Restate, word for word, every line of the data.

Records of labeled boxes
========================

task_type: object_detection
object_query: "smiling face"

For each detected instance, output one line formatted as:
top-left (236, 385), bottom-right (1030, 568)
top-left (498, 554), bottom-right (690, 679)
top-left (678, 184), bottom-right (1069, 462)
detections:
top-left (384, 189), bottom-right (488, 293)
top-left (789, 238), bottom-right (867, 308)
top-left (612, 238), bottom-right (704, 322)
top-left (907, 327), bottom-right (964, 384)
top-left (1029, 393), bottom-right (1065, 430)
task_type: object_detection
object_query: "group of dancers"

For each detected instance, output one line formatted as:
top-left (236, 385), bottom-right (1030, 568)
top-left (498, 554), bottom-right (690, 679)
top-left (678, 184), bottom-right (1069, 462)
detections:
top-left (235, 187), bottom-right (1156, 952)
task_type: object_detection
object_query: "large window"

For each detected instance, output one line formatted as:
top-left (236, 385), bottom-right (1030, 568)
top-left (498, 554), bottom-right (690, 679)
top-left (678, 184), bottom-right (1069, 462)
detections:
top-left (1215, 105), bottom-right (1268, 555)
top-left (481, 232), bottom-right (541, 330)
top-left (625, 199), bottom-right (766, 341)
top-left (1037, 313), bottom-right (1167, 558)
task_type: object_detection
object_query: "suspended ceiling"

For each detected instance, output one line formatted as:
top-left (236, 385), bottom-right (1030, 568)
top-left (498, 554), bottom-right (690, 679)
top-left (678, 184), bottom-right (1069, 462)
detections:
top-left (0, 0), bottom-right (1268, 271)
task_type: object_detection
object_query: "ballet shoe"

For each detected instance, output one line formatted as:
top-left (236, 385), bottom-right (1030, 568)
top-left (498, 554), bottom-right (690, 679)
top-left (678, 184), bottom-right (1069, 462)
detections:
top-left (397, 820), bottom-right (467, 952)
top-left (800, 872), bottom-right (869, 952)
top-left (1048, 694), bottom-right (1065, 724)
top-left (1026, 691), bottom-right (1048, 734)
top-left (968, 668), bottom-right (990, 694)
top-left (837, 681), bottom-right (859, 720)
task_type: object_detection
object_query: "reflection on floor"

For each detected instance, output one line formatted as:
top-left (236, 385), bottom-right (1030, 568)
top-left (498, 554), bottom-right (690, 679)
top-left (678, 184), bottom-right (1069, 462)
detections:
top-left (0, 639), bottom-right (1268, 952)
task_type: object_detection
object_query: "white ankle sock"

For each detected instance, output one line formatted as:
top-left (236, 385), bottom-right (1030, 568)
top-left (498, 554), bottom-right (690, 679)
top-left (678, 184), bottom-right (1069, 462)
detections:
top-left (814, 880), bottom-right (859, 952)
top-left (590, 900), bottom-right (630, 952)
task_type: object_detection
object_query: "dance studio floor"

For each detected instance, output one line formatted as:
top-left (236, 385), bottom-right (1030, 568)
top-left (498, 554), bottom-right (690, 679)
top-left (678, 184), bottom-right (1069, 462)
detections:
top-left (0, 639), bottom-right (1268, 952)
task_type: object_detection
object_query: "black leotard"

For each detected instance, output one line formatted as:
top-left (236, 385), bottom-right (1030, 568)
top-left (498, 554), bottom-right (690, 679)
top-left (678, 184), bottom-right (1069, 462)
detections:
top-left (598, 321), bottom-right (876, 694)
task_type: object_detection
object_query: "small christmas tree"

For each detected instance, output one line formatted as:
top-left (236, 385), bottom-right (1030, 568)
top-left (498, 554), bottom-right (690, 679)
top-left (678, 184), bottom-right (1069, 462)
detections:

========================

[Correct output]
task_type: object_detection
object_query: "smiling face"

For each detected instance, output one line formatted as:
top-left (236, 385), bottom-right (1030, 568)
top-left (498, 554), bottom-right (690, 679)
top-left (678, 184), bottom-right (1069, 462)
detections:
top-left (384, 189), bottom-right (488, 293)
top-left (789, 238), bottom-right (867, 308)
top-left (612, 238), bottom-right (704, 322)
top-left (907, 327), bottom-right (964, 384)
top-left (1029, 393), bottom-right (1065, 430)
task_type: object_detection
object_query: "group of dancers"

For each detected instance, output one line formatted as:
top-left (236, 385), bottom-right (1030, 568)
top-left (498, 554), bottom-right (690, 679)
top-left (678, 184), bottom-right (1069, 462)
detections:
top-left (235, 187), bottom-right (1156, 952)
task_type: object_detection
object_query: "large window"

For each detected instance, output one line formatted as:
top-left (236, 385), bottom-right (1030, 568)
top-left (498, 554), bottom-right (690, 679)
top-left (678, 184), bottom-right (1069, 462)
detections:
top-left (1215, 105), bottom-right (1268, 555)
top-left (481, 232), bottom-right (541, 330)
top-left (625, 199), bottom-right (766, 341)
top-left (1037, 313), bottom-right (1167, 558)
task_type: object_detection
object_query: "suspended ceiling"

For each detected instance, output one line formatted as:
top-left (236, 385), bottom-right (1030, 568)
top-left (498, 554), bottom-right (690, 679)
top-left (678, 184), bottom-right (1069, 462)
detections:
top-left (0, 0), bottom-right (1268, 271)
task_type: object_detection
object_query: "ballet shoe"

For each detected instance, output one line formatted as:
top-left (236, 385), bottom-right (1030, 568)
top-left (498, 554), bottom-right (690, 679)
top-left (678, 184), bottom-right (1069, 462)
detections:
top-left (397, 820), bottom-right (467, 952)
top-left (800, 872), bottom-right (869, 952)
top-left (1048, 694), bottom-right (1065, 724)
top-left (1026, 691), bottom-right (1048, 734)
top-left (968, 668), bottom-right (990, 694)
top-left (837, 681), bottom-right (859, 720)
task_type: object_detection
object_query: "reflection on floor"

For each detected instance, output one line formatted as:
top-left (236, 385), bottom-right (1030, 568)
top-left (498, 554), bottom-right (690, 679)
top-left (678, 184), bottom-right (1069, 462)
detections:
top-left (0, 639), bottom-right (1268, 952)
task_type: object_detection
object_query: "white ankle sock"

For each detected instance, output one line formatted as:
top-left (236, 385), bottom-right (1030, 568)
top-left (498, 554), bottom-right (690, 679)
top-left (678, 184), bottom-right (1069, 462)
detections:
top-left (814, 880), bottom-right (859, 952)
top-left (590, 900), bottom-right (630, 952)
task_type: object_detection
object_query: "dance studio floor"

For each detected instance, output one line formatted as:
top-left (236, 385), bottom-right (1030, 568)
top-left (498, 554), bottom-right (690, 679)
top-left (678, 184), bottom-right (1069, 462)
detections:
top-left (0, 639), bottom-right (1268, 952)
task_type: object_detection
object_query: "black leotard"

For each detected instance, output one line formatted as:
top-left (236, 385), bottom-right (1030, 568)
top-left (498, 554), bottom-right (690, 679)
top-left (678, 184), bottom-right (1069, 462)
detections:
top-left (598, 321), bottom-right (876, 694)
task_type: object_detection
object_query: "small christmas tree"

For each detected instance, output one line formatted as:
top-left (236, 385), bottom-right (1030, 568)
top-left (498, 554), bottom-right (690, 679)
top-left (678, 184), bottom-right (1069, 462)
detections:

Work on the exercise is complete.